> _LESETEXT_:
Am folgenden Tag werden die Adventskalenderanlassbesucherinnen und -besucher an eine den meisten unbekannte Location geführt: in den Gewölbekeller an der Krebsgasse 10, in dem die Formation «Kai Fisch» ihr Probelokal hat und eine Kostprobe ihres Könnens gibt. Eben ohne Fisch, aber mit viel Ambiente.

Für Klein und Gross
Am 6. Dezember gilt es ernst für die Kinder, die auf der Trittliwiese auf Samichlaus und Schmutzli treffen. Der Samichlaus spricht aber auch zu den Grossen: «Eltern, die ihr oft im Stress seid, Sorgen habt: Redet miteinander, bevor es zu spät ist! Und hört einander zu, nicht nur mit den Ohren, aber mit dem Herzen!» Der Elternverein offeriert allen angemeldeten Eltern und Kindern heissen Fleischkäse und je nach Alter Glühwein oder Punsch. Und die Kinder bekommen vom Schmutzli ein Chlaussäckli.

> _AUFGABEN_:
1) Nenne alle Speisen und Getränke, die der Elternverein laut dem Lesetext den angemeldeten Eltern und Kindern offeriert.
2) Setze den Text über die Adventskalenderanlässe im Anschluss an seinen letzten Satz fort.

> _DATENABSCHNITT_:
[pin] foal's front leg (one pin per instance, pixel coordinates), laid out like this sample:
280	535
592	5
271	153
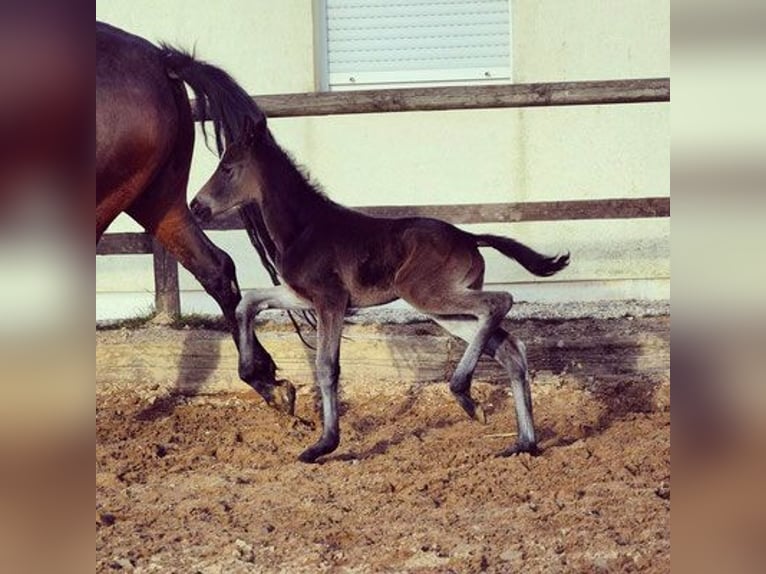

> _LÖSUNGEN_:
1) heisser Fleischkäse, Glühwein, Punsch

2)
Man ahnt es, so geht es nun weiter bis zum 24. des Monats. Jeder Abend, jeder Anlass hat etwas Reizvolles. Jedes Adventsfenster lockt sein Publikum an, zwischen fünf und über zweihundert Personen.
Vornehmlich für die Kinder oder mit Kindern ist die Schnitzeljagd auf dem Rehplätzli, das Familienzelt im Kinderbuchladen an der Oberdorfstrasse, die Klänge und Gesänge im Atelier für Musik und Bewegung. Und natürlich das Weihnachtsspiel der Kinder im Grossmünster. Die anschliessend bei dieser Gelegenheit servierte Gerstensuppe, viele Jahre zubereitet von der leider viel zu früh verstorbenen Margret Bauer, wird diesmal offeriert von der «Fondue-Alp», dem Fondue-Chalet vor dem Grossmünster (im Rahmen des Weihnachtsmarkts).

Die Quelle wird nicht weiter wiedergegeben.